(Task item) Transcribe these records exactly, dropping every picture.

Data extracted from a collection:
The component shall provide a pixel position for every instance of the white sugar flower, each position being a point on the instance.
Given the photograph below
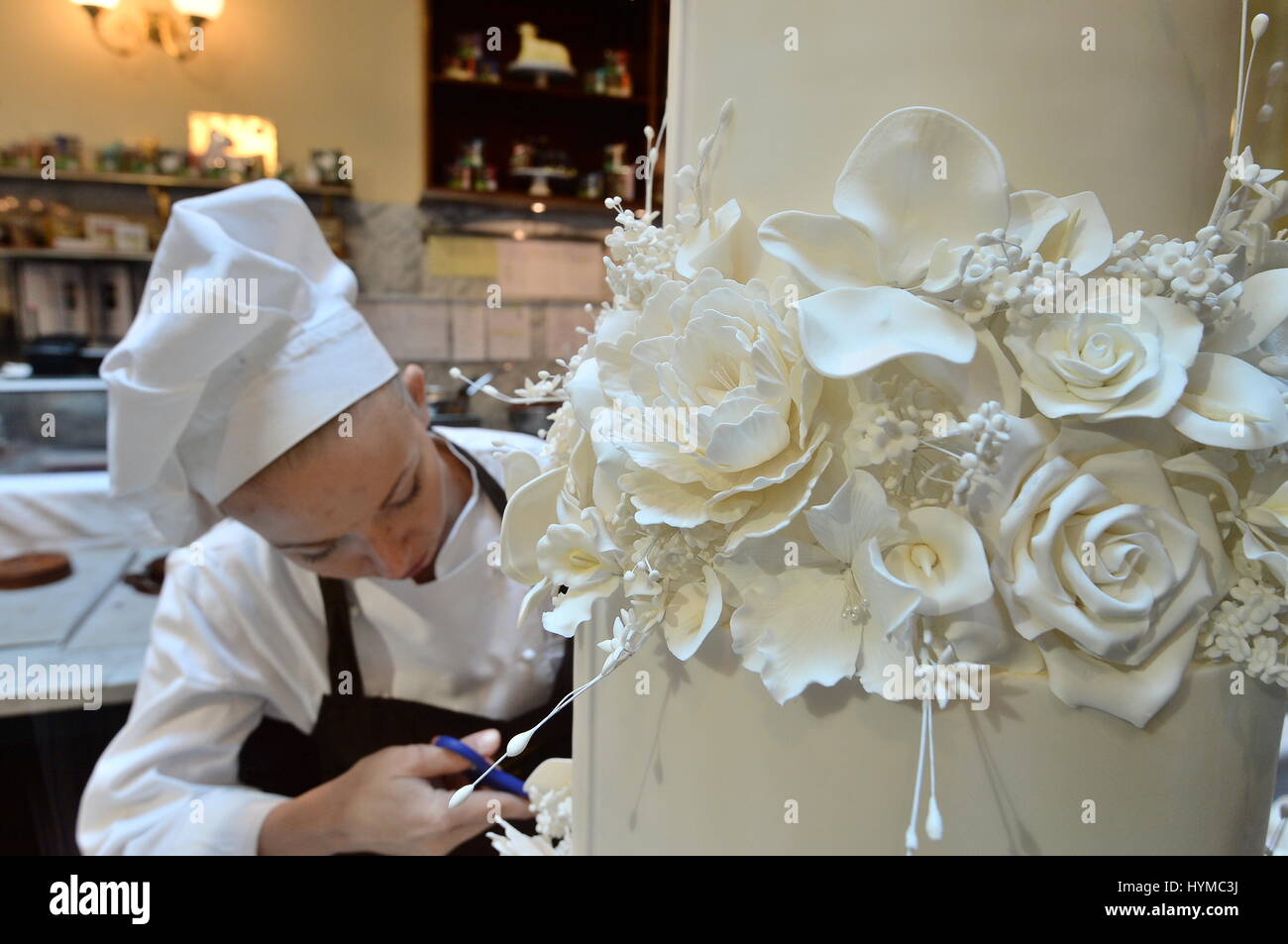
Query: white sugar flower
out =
(1100, 562)
(1102, 366)
(706, 395)
(820, 621)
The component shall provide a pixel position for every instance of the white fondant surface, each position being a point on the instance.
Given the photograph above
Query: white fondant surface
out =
(1142, 120)
(707, 763)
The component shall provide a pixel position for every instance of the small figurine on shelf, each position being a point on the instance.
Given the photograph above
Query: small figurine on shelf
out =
(463, 64)
(541, 56)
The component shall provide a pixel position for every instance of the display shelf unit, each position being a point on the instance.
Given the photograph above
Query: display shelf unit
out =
(571, 119)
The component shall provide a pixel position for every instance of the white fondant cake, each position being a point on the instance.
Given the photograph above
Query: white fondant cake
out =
(696, 756)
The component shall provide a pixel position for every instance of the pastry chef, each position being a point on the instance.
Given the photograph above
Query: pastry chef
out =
(333, 604)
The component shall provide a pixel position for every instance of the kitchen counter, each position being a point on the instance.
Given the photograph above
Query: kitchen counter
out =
(90, 618)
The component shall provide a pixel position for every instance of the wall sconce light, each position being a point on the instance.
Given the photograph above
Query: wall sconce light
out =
(124, 30)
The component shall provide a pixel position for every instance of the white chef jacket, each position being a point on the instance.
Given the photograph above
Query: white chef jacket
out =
(241, 635)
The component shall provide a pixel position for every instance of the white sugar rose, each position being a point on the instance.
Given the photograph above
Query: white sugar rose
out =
(1098, 562)
(707, 395)
(1107, 366)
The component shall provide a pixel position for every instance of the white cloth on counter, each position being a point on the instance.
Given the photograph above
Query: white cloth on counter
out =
(67, 511)
(244, 635)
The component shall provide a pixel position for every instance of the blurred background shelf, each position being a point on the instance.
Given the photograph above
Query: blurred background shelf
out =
(176, 181)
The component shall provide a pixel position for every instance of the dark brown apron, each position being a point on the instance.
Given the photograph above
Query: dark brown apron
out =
(281, 759)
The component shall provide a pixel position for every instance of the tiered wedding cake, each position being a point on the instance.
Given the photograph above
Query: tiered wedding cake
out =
(948, 548)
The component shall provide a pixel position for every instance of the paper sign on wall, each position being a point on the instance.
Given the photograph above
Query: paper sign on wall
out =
(562, 336)
(550, 269)
(509, 334)
(468, 334)
(463, 256)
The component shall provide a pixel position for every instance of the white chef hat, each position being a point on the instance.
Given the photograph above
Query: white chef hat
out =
(245, 343)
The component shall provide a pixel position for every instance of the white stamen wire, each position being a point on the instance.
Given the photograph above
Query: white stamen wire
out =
(910, 837)
(518, 743)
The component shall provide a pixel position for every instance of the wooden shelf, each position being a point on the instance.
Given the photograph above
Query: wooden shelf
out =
(553, 91)
(196, 183)
(73, 256)
(520, 201)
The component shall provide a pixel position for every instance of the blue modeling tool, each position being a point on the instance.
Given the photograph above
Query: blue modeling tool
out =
(497, 780)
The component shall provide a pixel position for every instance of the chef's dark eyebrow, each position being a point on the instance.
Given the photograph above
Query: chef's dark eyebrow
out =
(329, 543)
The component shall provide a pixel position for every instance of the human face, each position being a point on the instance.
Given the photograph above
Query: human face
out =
(373, 504)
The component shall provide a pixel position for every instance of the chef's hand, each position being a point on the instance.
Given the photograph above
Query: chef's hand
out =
(386, 803)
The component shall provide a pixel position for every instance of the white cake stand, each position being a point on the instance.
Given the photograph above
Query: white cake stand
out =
(541, 71)
(541, 178)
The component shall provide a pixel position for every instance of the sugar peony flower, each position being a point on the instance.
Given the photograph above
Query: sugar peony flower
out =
(707, 397)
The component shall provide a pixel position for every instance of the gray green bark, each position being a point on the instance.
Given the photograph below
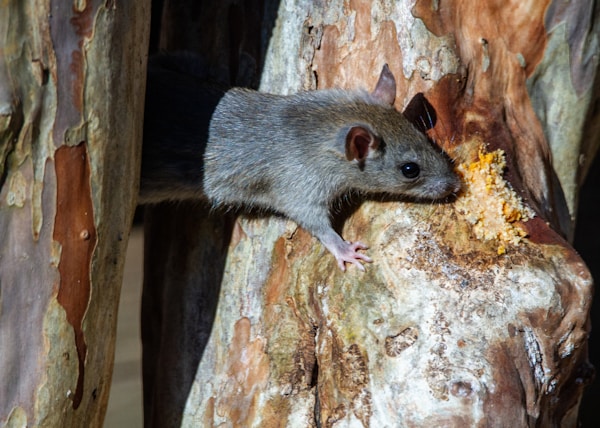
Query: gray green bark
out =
(72, 80)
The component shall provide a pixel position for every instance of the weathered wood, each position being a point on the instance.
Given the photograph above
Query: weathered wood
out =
(71, 104)
(460, 320)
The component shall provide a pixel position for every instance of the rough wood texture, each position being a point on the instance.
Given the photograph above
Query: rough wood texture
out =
(71, 79)
(448, 327)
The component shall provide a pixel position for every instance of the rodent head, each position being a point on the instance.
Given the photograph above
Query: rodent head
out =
(398, 159)
(392, 155)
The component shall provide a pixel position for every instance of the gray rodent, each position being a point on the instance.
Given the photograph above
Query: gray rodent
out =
(291, 154)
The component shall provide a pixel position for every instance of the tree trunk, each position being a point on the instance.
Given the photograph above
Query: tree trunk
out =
(474, 312)
(72, 78)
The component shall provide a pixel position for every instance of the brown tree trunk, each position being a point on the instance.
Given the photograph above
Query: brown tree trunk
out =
(71, 102)
(474, 313)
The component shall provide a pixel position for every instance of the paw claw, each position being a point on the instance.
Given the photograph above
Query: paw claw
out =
(350, 254)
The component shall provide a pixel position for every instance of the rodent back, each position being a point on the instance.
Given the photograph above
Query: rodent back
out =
(295, 144)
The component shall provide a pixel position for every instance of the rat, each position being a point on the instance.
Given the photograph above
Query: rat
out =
(292, 154)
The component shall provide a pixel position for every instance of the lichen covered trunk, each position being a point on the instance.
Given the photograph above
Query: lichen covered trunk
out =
(71, 104)
(474, 310)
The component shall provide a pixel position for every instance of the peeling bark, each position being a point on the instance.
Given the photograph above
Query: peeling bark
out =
(448, 327)
(71, 85)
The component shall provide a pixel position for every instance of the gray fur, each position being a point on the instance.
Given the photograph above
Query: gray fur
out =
(285, 153)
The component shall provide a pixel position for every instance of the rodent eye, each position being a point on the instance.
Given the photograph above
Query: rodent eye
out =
(410, 170)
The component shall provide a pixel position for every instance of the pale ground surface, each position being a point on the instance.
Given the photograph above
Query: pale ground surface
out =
(125, 403)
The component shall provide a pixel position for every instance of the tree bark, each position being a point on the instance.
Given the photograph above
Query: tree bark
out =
(474, 312)
(72, 77)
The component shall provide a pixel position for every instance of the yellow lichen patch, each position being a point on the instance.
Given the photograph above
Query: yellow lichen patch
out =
(489, 203)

(Exercise answer)
The component shall provide a pixel position for every instance of the white sugar flower, each position being a point on the instance.
Given the photograph below
Query: white sugar flower
out =
(1100, 562)
(1102, 366)
(706, 395)
(820, 621)
The component shall provide a pixel position for every instance of the white fondant surface, each position being a point on the instance.
Given the photograph above
Query: white fondant surface
out =
(1142, 120)
(707, 763)
The component shall provide a pixel position for every instance of the small figurine on shelf, each position being a point on the instance.
Given the photograph above
Query: small figurine on shelf
out =
(463, 64)
(541, 56)
The component shall provide a pixel position for every instance of the display shelf unit, each position being a point on the instance.
Given the photograph above
Query: display shelf unit
out =
(571, 119)
The component shall provide a pixel position for every instance of the white fondant cake, each position being a point on the instance.
Given the photograph above
Query: white fondant cake
out =
(696, 756)
The component shall provide a pixel position for every instance of the pastry chef, each position being a point on the instance.
Given the photograph above
Query: pastry chef
out =
(333, 604)
The component shall provide a pixel position for every instance of the kitchen counter, each position being a point on the instance.
Given the photograph above
Query: kitchen counter
out =
(90, 618)
The component shall provide a pixel position for every instance of the wall sconce light, each position being a point on the instance.
Given the photograph above
Query: wall sconce light
out =
(124, 30)
The component shall provide a pixel position for every instance of the white chef jacket, each position being a point on the instance.
Given the photograph above
Query: white chef jacket
out =
(241, 635)
The component shall provide a pixel position for every instance of the white sugar rose, each position being a point on the instance.
Given the photograph above
Query: white sugar rose
out =
(1098, 562)
(707, 395)
(1107, 366)
The component shall provide a pixel position for every instance of the white cloth on counter, each position being a point on the instance.
Given the photograph above
Query: white cloth on counter
out =
(67, 511)
(244, 635)
The component shall provide a pixel position for every instance of the blurred background shelf, each position being a point on the instance.
Given the photograph above
Query: blurred background shelf
out =
(176, 181)
The component shall provide a pixel position for every instance of the dark brown apron, each position being a point on the instance.
Given the photograph above
Query: dark brown apron
out =
(281, 759)
The component shall provide a pixel position for every instance of the tiered wedding cake, each position being a point on the instance.
Given the photograph above
Query: tiered wedding cake
out =
(948, 548)
The component shall provide a pixel position for every instance of the paper sign on wall, each position being a point on the instance.
Given the photograph above
Query: paper sign on wall
out =
(562, 336)
(550, 269)
(509, 334)
(468, 334)
(463, 256)
The component shall provide a pixel position for every instance of the white chef hat, each position being a point on the instance.
Given the photograph above
Query: white chef hat
out =
(245, 343)
The component shall provide a pixel position for every instance of the white stamen wire, each position being a point on the instance.
Given the photograph above
Query: white stamen wire
out =
(910, 837)
(518, 743)
The component shall provide a pixel position for every instance of the wooden shelf, each position being a point on the instance.
Given the photograph above
Query: wooden shelf
out =
(553, 91)
(196, 183)
(73, 256)
(520, 201)
The component shall provide a pixel position for every instance of the blue modeling tool, each position being a point on the instance.
Given the photograph above
Query: blue modeling tool
out =
(497, 780)
The component shall provide a pixel position for every instance of the chef's dark eyebrow, each position being a point on the instance.
Given the photograph above
Query: chef's dark eyebrow
out =
(329, 543)
The component shall provide a pixel position for every instance of the human face, each position being a point on the instance.
Given the photograph above
Query: human face
out =
(373, 504)
The component shall provide a pixel position for every instance of the chef's hand, each position being a point on the instance.
Given the photograph above
Query: chef's hand
out =
(386, 803)
The component shall provide a pixel position for every instance of the white cake stand, each position being a point on the instance.
Given the photograph above
Query: white cake stand
out =
(541, 71)
(541, 178)
The component shall provide a pixel position for every instance of the sugar peony flower, each position being a point on the instance.
Given the photograph above
Query: sugar peony flower
out =
(707, 397)
The component shall provide a pixel position for every instance of the gray green bark, each position being a point on the instance.
Given the photograph below
Query: gray green bark
out =
(72, 80)
The component shall provide a pixel position for every instance of the weathered wood, each position being a point on the instance.
Given the photograph above
Query: weathered wood
out =
(71, 104)
(460, 320)
The component shall provide a pixel position for every instance of the rough wood texture, each position being a point on the instance.
Given the photograph above
Query: rough wood texture
out =
(71, 79)
(448, 327)
The component shall provide a pixel position for every instance of the rodent head, each position being a point on the instance.
Given the photograph above
Query: rodent head
out =
(398, 159)
(392, 155)
The component shall provide a pixel position for every instance of the gray rodent, each position being a point on the instance.
Given the photograph above
Query: gray rodent
out =
(291, 154)
The component shall provide a pixel position for every instance of the tree trunk, each position being a point on the instance.
Given the photograph above
Query: tree trunk
out =
(474, 312)
(72, 78)
The component shall provide a pixel position for every instance of the brown tree trunk, each position being a point on the instance.
Given the photograph above
Query: brown tree trunk
out =
(71, 102)
(474, 313)
The component shall provide a pixel position for every instance of the paw claw, each position being a point on the instance.
Given the photograph above
Query: paw claw
out =
(350, 254)
The component shall provide a pixel position for every instance of the rodent back, each position being a point on the instance.
Given the photograph above
Query: rodent back
out =
(295, 144)
The component shall provide a pixel position for every instance of the rat, each position being a point on the instance.
Given the photograph above
Query: rat
out =
(292, 154)
The component shall provide a pixel position for every instance of the lichen covered trunk, each position being a point on the instance.
Given the photograph above
Query: lichen covered trunk
out =
(71, 104)
(474, 310)
The component shall provide a pixel position for every instance of the peeling bark, each position being a point on the instance.
Given the photograph above
Query: peeling bark
out =
(448, 327)
(71, 85)
The component shall provide a pixel position for every instance of the gray fur, each position being a point on the instance.
Given the photograph above
Query: gray fur
out =
(285, 153)
The component shall provide a pixel position for every instance of the rodent eye, each position being a point on the instance.
Given the photograph above
Query: rodent eye
out =
(410, 170)
The component shall provide a pixel position for every instance of the pale ground surface, each position being a point on the instance.
Given the photograph above
Query: pale ground surface
out =
(125, 403)
The component shall provide a pixel position for every instance of the tree bark, each position being a point on the instance.
Given the photograph above
Query: tree bark
out =
(474, 312)
(72, 77)
The component shall provide a pixel position for every instance of the yellow lichen patch, each position being a point on the instance.
Given the photograph above
Query: yellow lichen patch
out =
(489, 203)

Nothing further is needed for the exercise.